Textabschnitt
┌────────

Nicht nur Lehrerinnen und Lehrer beobachten im Schulalltag eine zunehmende Aggressivität von Schülern. Eine Untersuchung der Universität Freiburg unter der Regie von Bauer an Schulen in Südbaden bestätigt diesen Eindruck. „Wir haben dabei eine starke Aggressivierung der Sprache beobachtet“, sagt Bauer bei der Pressekonferenz zum Manifest: HALTUNG ZÄHLT.
Diese Entwicklung besorgt ihn. Denn aggressive Sprache und aggressives Handeln stünden in engem Zusammenhang, betont der Arzt und Psychotherapeut. "Worte wirken massiv auf das Gehirn." Als Ursache für diese Verrohung sieht er den zunehmend rüden Ton in der Politik und den Medien, allen voran in den Sozialen Netzwerken. Das spiegelt sich auch im Verhalten der Kinder auf dem Schulhof nieder. Für ihn ist klar: „ Die Art und Weise, wie wir vor Kindern und Jugendlichen sprechen, wird sie prägen.“
Erkenntnisse der Neurowissenschaften Wie Sprache Menschen beeinflusst, damit hat sich Bauer in zahlreichen wissenschaftlichen Arbeiten und Sachbüchern beschäftigt. Seine Erkenntnisse stützt er auf neueste Ergebnisse der Neurowissenschaften. Es gebe klare Hinweise darauf, dass aggressive Sprache zu Aggression und Gewalt beitrage, betont der Oberarzt an der Uniklinik Freiburg. Sein Resümee:
- Die neuronalen Systeme von Sprechen und Handeln sind im Gehirn eng miteinander verbunden.

└────────

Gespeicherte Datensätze

┌────────

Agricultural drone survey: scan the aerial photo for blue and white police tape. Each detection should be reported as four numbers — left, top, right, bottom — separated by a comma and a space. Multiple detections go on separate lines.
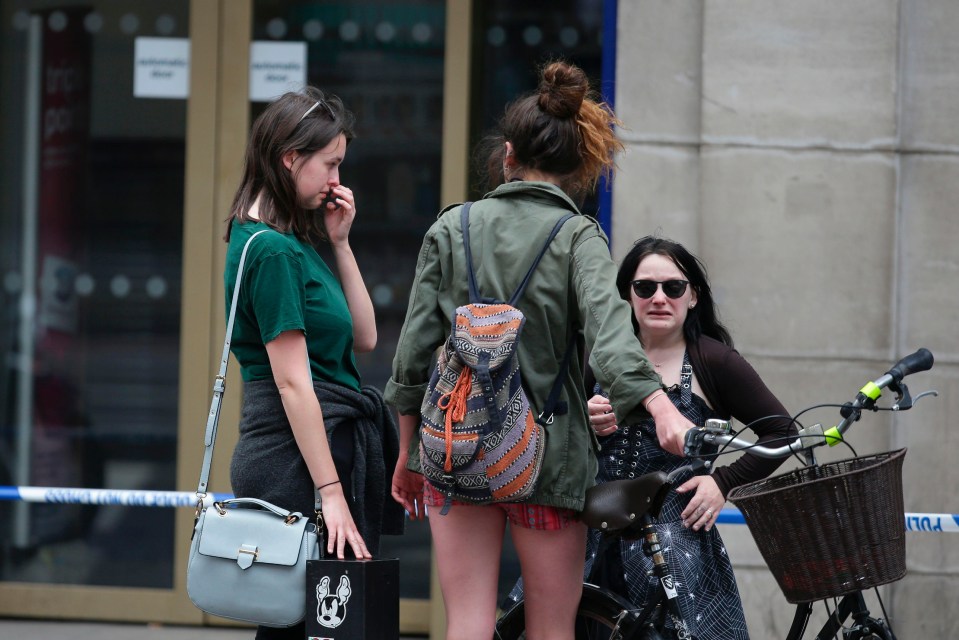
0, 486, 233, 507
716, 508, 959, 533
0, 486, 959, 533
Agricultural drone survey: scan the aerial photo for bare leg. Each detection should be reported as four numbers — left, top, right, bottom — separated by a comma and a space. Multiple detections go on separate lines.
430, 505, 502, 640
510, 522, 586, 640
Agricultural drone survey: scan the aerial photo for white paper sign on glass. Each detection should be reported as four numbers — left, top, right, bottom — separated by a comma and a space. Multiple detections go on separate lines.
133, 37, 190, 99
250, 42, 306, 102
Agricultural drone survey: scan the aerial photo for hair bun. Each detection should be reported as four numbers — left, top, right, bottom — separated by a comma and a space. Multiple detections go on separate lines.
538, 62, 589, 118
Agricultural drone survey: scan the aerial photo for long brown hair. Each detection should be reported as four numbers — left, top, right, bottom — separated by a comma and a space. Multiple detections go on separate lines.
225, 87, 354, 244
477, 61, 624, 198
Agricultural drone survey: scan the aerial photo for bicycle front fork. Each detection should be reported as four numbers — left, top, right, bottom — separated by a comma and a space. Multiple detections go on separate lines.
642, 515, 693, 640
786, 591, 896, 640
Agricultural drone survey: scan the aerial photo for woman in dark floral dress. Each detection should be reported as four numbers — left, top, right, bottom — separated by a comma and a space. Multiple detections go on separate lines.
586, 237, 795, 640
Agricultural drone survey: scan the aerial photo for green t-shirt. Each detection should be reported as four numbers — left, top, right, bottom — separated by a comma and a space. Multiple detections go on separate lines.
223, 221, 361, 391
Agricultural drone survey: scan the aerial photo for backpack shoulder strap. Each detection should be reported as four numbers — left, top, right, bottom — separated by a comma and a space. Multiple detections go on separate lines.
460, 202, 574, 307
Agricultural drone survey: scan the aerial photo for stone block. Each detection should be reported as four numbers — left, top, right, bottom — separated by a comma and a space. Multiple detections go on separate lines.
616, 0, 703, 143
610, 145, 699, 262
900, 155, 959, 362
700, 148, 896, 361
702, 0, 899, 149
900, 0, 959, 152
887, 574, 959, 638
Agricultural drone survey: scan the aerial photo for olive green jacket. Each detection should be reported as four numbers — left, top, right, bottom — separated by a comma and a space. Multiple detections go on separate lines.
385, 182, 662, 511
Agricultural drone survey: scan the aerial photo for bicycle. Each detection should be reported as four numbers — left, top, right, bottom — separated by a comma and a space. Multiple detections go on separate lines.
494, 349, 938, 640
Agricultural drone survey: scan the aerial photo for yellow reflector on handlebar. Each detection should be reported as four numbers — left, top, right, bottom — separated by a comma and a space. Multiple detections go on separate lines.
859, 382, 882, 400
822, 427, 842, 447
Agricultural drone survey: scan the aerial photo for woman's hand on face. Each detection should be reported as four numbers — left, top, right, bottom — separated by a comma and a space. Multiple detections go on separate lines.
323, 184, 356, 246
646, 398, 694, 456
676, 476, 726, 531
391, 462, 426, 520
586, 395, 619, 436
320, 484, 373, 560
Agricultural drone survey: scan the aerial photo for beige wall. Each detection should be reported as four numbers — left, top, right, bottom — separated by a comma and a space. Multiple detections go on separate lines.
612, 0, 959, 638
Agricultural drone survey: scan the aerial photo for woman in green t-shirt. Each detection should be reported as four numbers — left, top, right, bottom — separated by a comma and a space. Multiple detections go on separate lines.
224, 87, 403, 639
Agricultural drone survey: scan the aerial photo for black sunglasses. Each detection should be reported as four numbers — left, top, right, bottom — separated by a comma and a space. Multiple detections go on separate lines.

└────────

Aufgabe
Führe den Text über aggressive Sprache an Schulen im Anschluss an seinen letzten Satz fort. Die Datensätze sind eigenständiges Material und gehören nicht zum Text über aggressive Sprache an Schulen.

Ergebnis
- Was andere zu uns oder über uns sagen, verändert das Gehirn, wie neuere, mit funktioneller Kernspintomografie durchgeführte Studien zeigen. Wenn Menschen hören, was andere zu ihnen oder über sie sagen, zeigt ein Teil des Stirnhirns eine massive biologische Reaktion.
- Verbale Ablehnung, insbesondere soziale Zurückweisung und soziale Ausgrenzung aktiviert die Schmerzsysteme des Gehirns. Das begünstigt Aggression.
Politiker – schlechte Vorbilder?
Dass Sprache das Denken und Fühlen von Kindern beeinflusst, kann BLLV-Präsidentin Simone Fleischmann aus eigener Erfahrung bestätigen. Bis Mitte vergangenen Jahres leitete sich noch eine Schule. „Wenn wir Erwachsenen von einer ‚Flüchtlingsflut‘ sprechen, wirkt das auf Drittklässler bedrohlich. Flut bedeutet für Kinder Gefahr.“ Nur zähle das Wort bei vielen Politikern zum Wortschatz. Damit erzeugten sie eine Atmosphäre der Angst. Sie appelliert an alle Erwachsenen, Worte mit Bedacht zu wählen, denn sie seien Vorbilder.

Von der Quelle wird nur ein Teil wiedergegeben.